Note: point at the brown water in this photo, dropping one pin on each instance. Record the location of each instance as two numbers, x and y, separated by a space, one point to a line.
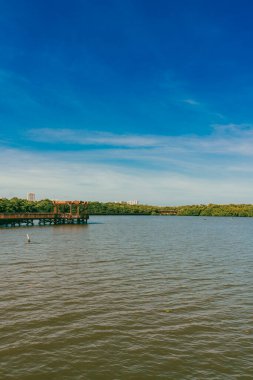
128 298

= = = = = = =

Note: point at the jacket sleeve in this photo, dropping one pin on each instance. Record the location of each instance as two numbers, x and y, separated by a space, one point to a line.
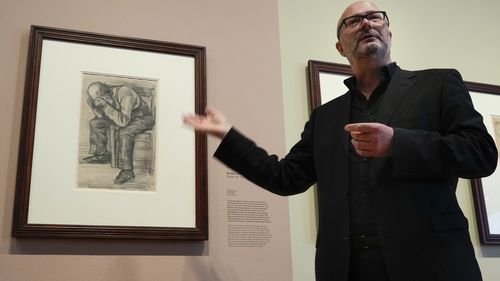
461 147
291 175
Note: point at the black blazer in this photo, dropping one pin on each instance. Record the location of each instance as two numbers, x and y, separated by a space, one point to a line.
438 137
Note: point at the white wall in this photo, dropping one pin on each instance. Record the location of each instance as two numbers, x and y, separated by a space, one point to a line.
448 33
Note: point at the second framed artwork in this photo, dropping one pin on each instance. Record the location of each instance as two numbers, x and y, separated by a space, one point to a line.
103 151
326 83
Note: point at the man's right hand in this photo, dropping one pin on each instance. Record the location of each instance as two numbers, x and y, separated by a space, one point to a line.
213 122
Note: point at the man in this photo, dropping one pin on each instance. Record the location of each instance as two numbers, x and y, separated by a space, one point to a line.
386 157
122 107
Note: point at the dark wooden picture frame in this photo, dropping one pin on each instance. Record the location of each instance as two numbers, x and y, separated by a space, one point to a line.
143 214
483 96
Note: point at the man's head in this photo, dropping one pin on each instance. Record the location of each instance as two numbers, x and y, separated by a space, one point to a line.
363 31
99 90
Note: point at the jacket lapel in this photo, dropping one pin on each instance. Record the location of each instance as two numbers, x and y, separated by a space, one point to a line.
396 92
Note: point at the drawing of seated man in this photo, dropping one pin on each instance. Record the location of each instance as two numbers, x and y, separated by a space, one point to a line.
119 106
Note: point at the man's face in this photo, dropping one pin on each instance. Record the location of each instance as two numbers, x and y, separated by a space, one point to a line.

= = = = = = =

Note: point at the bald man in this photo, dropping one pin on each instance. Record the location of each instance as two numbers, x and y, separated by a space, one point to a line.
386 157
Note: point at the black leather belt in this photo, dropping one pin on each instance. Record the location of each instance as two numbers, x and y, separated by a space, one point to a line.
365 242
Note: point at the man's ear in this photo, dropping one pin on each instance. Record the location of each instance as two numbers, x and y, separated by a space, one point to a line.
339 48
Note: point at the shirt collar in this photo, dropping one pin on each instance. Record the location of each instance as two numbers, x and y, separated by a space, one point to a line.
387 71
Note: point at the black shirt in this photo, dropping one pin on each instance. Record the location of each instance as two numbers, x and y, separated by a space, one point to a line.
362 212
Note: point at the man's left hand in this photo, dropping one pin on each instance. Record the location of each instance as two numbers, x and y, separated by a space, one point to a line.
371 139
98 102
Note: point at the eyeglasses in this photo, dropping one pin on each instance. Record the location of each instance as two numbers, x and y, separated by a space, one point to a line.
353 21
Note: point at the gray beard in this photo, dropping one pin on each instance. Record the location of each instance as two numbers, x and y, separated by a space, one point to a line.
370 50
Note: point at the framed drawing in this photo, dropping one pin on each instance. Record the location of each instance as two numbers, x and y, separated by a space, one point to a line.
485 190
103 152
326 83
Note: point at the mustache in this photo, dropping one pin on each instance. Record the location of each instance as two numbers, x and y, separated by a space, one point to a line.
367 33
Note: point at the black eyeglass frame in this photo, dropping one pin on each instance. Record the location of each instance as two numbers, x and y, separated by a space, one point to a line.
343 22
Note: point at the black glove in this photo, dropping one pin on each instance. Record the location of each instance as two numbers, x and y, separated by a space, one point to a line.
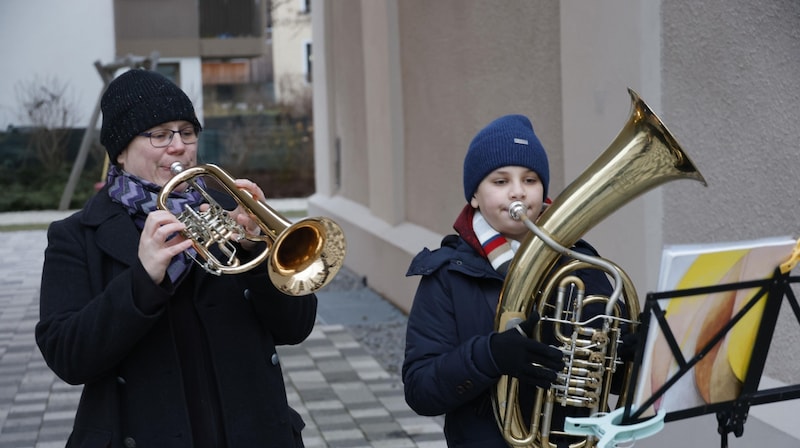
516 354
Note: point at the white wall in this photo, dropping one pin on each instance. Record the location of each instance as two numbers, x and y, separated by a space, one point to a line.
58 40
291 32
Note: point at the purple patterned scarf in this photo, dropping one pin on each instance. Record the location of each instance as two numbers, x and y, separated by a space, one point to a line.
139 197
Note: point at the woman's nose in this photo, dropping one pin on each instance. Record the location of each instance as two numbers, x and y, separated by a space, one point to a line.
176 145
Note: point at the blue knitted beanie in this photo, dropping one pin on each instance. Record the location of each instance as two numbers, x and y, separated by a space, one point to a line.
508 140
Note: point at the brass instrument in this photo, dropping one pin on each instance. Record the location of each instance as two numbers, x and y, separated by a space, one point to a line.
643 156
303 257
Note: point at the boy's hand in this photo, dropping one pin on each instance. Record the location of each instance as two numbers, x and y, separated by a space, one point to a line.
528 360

= = = = = = =

■ WHAT YOU WILL DO
For this exercise, repeat exactly the lines of the data above from the one with "Note: point at the man's head" down to the one with "Note: point at the man's face", both end lines included.

■ YOUR RESPONSE
Note: point at the man's head in this photo, dropping one pin on each instance. Record the location of each instance as two numbers, x and y, separated by a space, one point to a line.
363 31
99 90
Note: point at the jacket lapel in this photo, dropping one pin on each instance. Record the location of each instance as two numbers, x and y, separated by a space, one point to a line.
396 92
Note: point at the drawing of seated man in this photo, dropping one pin on each instance. Record the location of each instance as two numbers, x and y, separated by a space, one point to a line.
119 106
Note: point at the man's face in this photo, dropping one pin on each instance. Record the location of each instance as two numbers, x and y, separated by a space, one point to a line.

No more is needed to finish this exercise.